• [Tujuan 1]
Tentukan apakah tiap pernyataan (a), (b), dan (c) sesuai dengan teks tentang kata “kullu” di bawah. Jawab ya atau tidak untuk masing-masing, disertai kutipan persis kata-kata teks yang menentukannya.
(a) Pintu rahmat, hidayah, dan ketenangan jiwa disebut sebagai pengecualian dari “abwaba kulli syai’”.
(b) Raja dalam QS. al-Kahfi : 79 merampas perahu yang bocor.
(c) Dalam bahasa Arab, kulluh berarti sebagian.

• [Kutipan Teks]
☆ ☆ ☆ ☆ ☆ ☆ ☆

Kalimat “Kullu” Tidak Berarti Semua Tanpa Kecuali
Dalam bahasa Arab, Kulluh berarti semua. Namun dalam penggunaan, tidak semua kullu berarti semua tanpa kecuali. Ada banyak ayat al-Qur’an yang menggunakan kalimat “kullu” akan tetapi tidak bermaksud semua tanpa kecuali. Di antaranya:
1. Allah SWT berfirman:
فَلَمَّا نَسُوْا مَا ذُكِّرُوْا بِهِ فَتَحْنَا عَلَيْهِمْ أَبْوَابَ كُلِّ شَيْءٍ حَتَّى إِذَا فَرِحُوْا بِمَا أُوْتُوْا أَخَذْنَاهُمْ بَغْتَةً فَإِذَا هُمْ مُبْلِسُوْنَ
“Maka tatkala mereka melupakan peringatan yang telah diberikan kepada mereka, Kamipun membukakan pintu-pintu dari segala sesuatu untuk mereka, sehingga ketika mereka bergembira dengan apa yang telah diberikan kepada mereka, Kami siksa mereka dengan sekonyong-konyong, maka ketika itu mereka terdiam berputus asa.” (QS. al-An’am : 44)
Meskipun Allah SWT menyatakan abwaba kulli syai’ (pintu-pintu segala sesuatu), akan tetapi tetap ada pengecualiannya, yaitu pintu rahmat, hidayah dan ketenangan jiwa yang tidak pernah dibukakan untuk orang-orang kafir itu. Kalimat “kulli syai” (segala sesuatu) adalah umum, tetapi kalimat itu bermakna khusus.
2. Allah SWT berfirman:
أَمَّا السَّفِيْنَةُ لِمَسَاكِيْنَ يَعْمَلُوْنَ فِي الْبَحْرِ فَأَرَدْتُ أَنْ أَعِيْبَهَا وَكَانَ وَرَاءَهُمْ مَلِكٌ يَأْخُدُ كُلَّ سَفِيْنَةٍ غَصْباً
“Adapun perahu itu adalah milik orang-orang miskin yang bekerja di laut, aku bermaksud merusak perahu itu, karena di hadapan mereka ada seorang Raja yang mengambil semua perahu dengan paksa.” (QS. al-Kahfi : 79)
Meskipun Allah SWT mengunakan kalimat kulla ssafinatin (semua perahu), akan tetapi tetap ada pengecualiannya, yaitu perahu yang bocor, karena Raja yang diceritakan dalam ayat itu tidak merampas kapal yang bocor, bahkan Nabi Khidhir sengaja membocorkan perahu itu agar tidak dirampas oleh Raja.
3. Allah berfirman :
تُدَمِّرُ كُلَّ شَيْءٍ بِأَمْرِ رَبِّهَا فَأَصْبَحُوْا لاَ يُرَى إِلاَّ مَسَاكِنُهُمْ كَذلِكَ نَجْزِي الْقَوْمَ الْمُجْرِمِيْنَ
“Yang menghancurkan segala sesuatu dengan perintah Tuhannya, Maka jadilah mereka tidak ada yang kelihatan lagi kecuali (bekas-bekas) tempat tinggal mereka. Demikianlah Kami memberi Balasan kepada kaum yang berdosa.” (ََQS. Al-Ahqaf : 25)

☆ ☆ ☆ ☆ ☆ ☆ ☆

• [Tujuan 2] Skalakan ulang semua baris data di bawah dengan menuliskannya kembali, termasuk permintaannya. Kalikan setiap koordinat kotak pada jawaban dengan 1,4, lalu bulatkan ke bilangan bulat terdekat (nilai setengah dibulatkan ke atas), dan jangan sertakan gambarnya.

☆ ☆ ☆ ☆ ☆ ☆ ☆

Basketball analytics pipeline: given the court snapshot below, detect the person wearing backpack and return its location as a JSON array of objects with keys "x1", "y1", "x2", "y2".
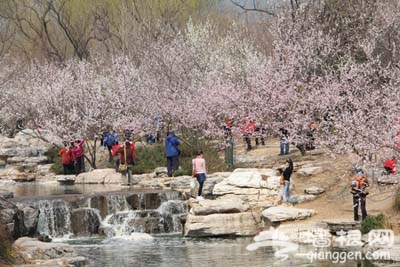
[
  {"x1": 350, "y1": 172, "x2": 369, "y2": 221},
  {"x1": 165, "y1": 132, "x2": 181, "y2": 177},
  {"x1": 116, "y1": 140, "x2": 135, "y2": 185},
  {"x1": 103, "y1": 131, "x2": 118, "y2": 162},
  {"x1": 192, "y1": 151, "x2": 207, "y2": 200},
  {"x1": 58, "y1": 142, "x2": 74, "y2": 175},
  {"x1": 282, "y1": 158, "x2": 293, "y2": 206}
]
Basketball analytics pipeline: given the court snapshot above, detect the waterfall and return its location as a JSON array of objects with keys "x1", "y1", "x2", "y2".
[
  {"x1": 13, "y1": 191, "x2": 187, "y2": 238},
  {"x1": 102, "y1": 200, "x2": 187, "y2": 237},
  {"x1": 32, "y1": 199, "x2": 71, "y2": 240},
  {"x1": 107, "y1": 195, "x2": 129, "y2": 214},
  {"x1": 158, "y1": 200, "x2": 187, "y2": 233}
]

☆ ☆ ☆ ☆ ☆ ☆ ☆

• [Keluaran yang Benar 1]
(a) Ya: “yaitu pintu rahmat, hidayah dan ketenangan jiwa yang tidak pernah dibukakan untuk orang-orang kafir itu”
(b) Tidak: “Raja yang diceritakan dalam ayat itu tidak merampas kapal yang bocor”
(c) Tidak: “Dalam bahasa Arab, Kulluh berarti semua.”

• [Keluaran yang Benar 2]
Basketball analytics pipeline: given the court snapshot below, detect the person wearing backpack and return its location as a JSON array of objects with keys "x1", "y1", "x2", "y2".
[
  {"x1": 490, "y1": 241, "x2": 517, "y2": 309},
  {"x1": 231, "y1": 185, "x2": 253, "y2": 248},
  {"x1": 162, "y1": 196, "x2": 189, "y2": 259},
  {"x1": 144, "y1": 183, "x2": 165, "y2": 227},
  {"x1": 269, "y1": 211, "x2": 290, "y2": 280},
  {"x1": 81, "y1": 199, "x2": 104, "y2": 245},
  {"x1": 395, "y1": 221, "x2": 410, "y2": 288}
]
Basketball analytics pipeline: given the court snapshot above, detect the waterfall and return its location as a JSON array of objects with keys "x1", "y1", "x2", "y2".
[
  {"x1": 18, "y1": 267, "x2": 262, "y2": 333},
  {"x1": 143, "y1": 280, "x2": 262, "y2": 332},
  {"x1": 45, "y1": 279, "x2": 99, "y2": 336},
  {"x1": 150, "y1": 273, "x2": 181, "y2": 300},
  {"x1": 221, "y1": 280, "x2": 262, "y2": 326}
]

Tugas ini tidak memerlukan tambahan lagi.